▸ Given request
Gather every line in the records below that contains the word "vegetation", and copy each such line in full.

-- start --

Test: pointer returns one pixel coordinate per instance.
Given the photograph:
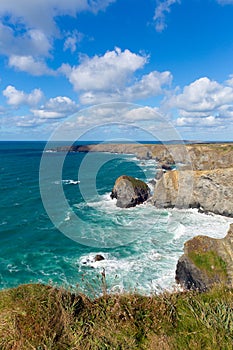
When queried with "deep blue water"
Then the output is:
(141, 245)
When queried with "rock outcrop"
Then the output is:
(209, 190)
(129, 191)
(193, 156)
(206, 262)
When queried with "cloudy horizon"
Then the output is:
(172, 57)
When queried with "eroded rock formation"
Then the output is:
(206, 262)
(210, 190)
(129, 191)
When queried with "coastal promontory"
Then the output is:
(206, 262)
(129, 191)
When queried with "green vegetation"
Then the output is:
(210, 262)
(135, 182)
(41, 317)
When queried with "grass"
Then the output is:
(211, 263)
(42, 317)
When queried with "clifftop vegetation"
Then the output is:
(42, 317)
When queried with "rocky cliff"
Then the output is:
(129, 191)
(206, 262)
(195, 156)
(209, 190)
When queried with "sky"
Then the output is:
(170, 59)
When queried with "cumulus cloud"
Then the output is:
(202, 96)
(107, 72)
(16, 97)
(162, 8)
(111, 78)
(210, 121)
(30, 65)
(72, 40)
(32, 41)
(203, 103)
(54, 108)
(40, 14)
(28, 28)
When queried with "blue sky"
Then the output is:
(173, 58)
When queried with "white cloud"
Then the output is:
(17, 97)
(203, 103)
(54, 108)
(210, 121)
(30, 65)
(160, 11)
(104, 73)
(149, 85)
(72, 40)
(32, 41)
(40, 14)
(28, 28)
(202, 96)
(111, 78)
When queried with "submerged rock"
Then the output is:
(129, 191)
(206, 262)
(210, 190)
(98, 257)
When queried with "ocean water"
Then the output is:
(140, 245)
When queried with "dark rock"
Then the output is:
(206, 262)
(152, 182)
(166, 167)
(159, 174)
(208, 190)
(98, 257)
(129, 191)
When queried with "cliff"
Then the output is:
(129, 191)
(206, 262)
(210, 190)
(195, 156)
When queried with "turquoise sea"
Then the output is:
(140, 245)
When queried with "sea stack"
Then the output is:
(129, 191)
(206, 262)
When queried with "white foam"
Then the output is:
(70, 182)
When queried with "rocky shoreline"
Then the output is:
(188, 176)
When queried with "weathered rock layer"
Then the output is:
(210, 190)
(206, 262)
(129, 191)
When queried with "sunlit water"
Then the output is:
(140, 245)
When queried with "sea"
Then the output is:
(56, 215)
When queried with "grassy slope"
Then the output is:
(41, 317)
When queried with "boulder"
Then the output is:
(98, 257)
(129, 191)
(206, 262)
(209, 190)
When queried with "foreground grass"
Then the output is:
(41, 317)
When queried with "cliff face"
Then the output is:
(206, 262)
(210, 190)
(129, 191)
(194, 156)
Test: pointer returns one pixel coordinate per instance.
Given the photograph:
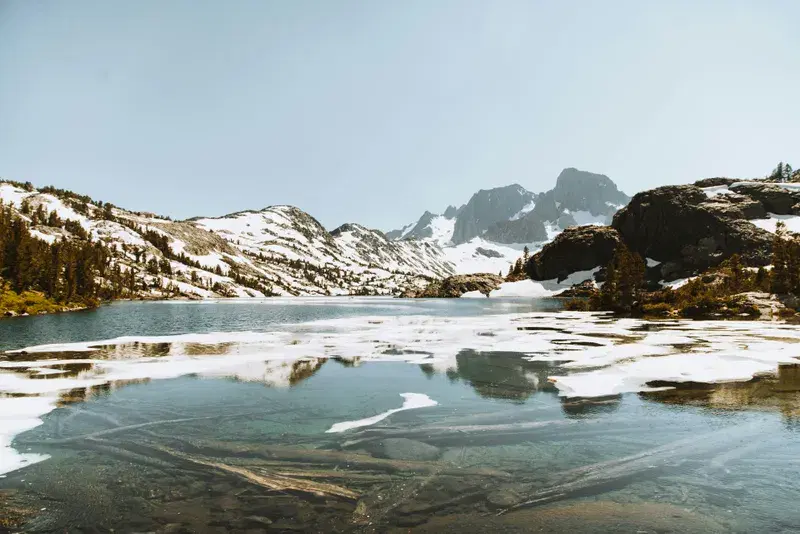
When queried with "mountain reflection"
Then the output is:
(499, 375)
(779, 392)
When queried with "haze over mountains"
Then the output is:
(487, 233)
(281, 250)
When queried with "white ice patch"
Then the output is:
(600, 355)
(19, 415)
(411, 402)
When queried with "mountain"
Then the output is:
(682, 230)
(488, 233)
(279, 250)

-- end --

▸ Solution below
When queried with "green vegetation"
When queried with "clifftop vegetation"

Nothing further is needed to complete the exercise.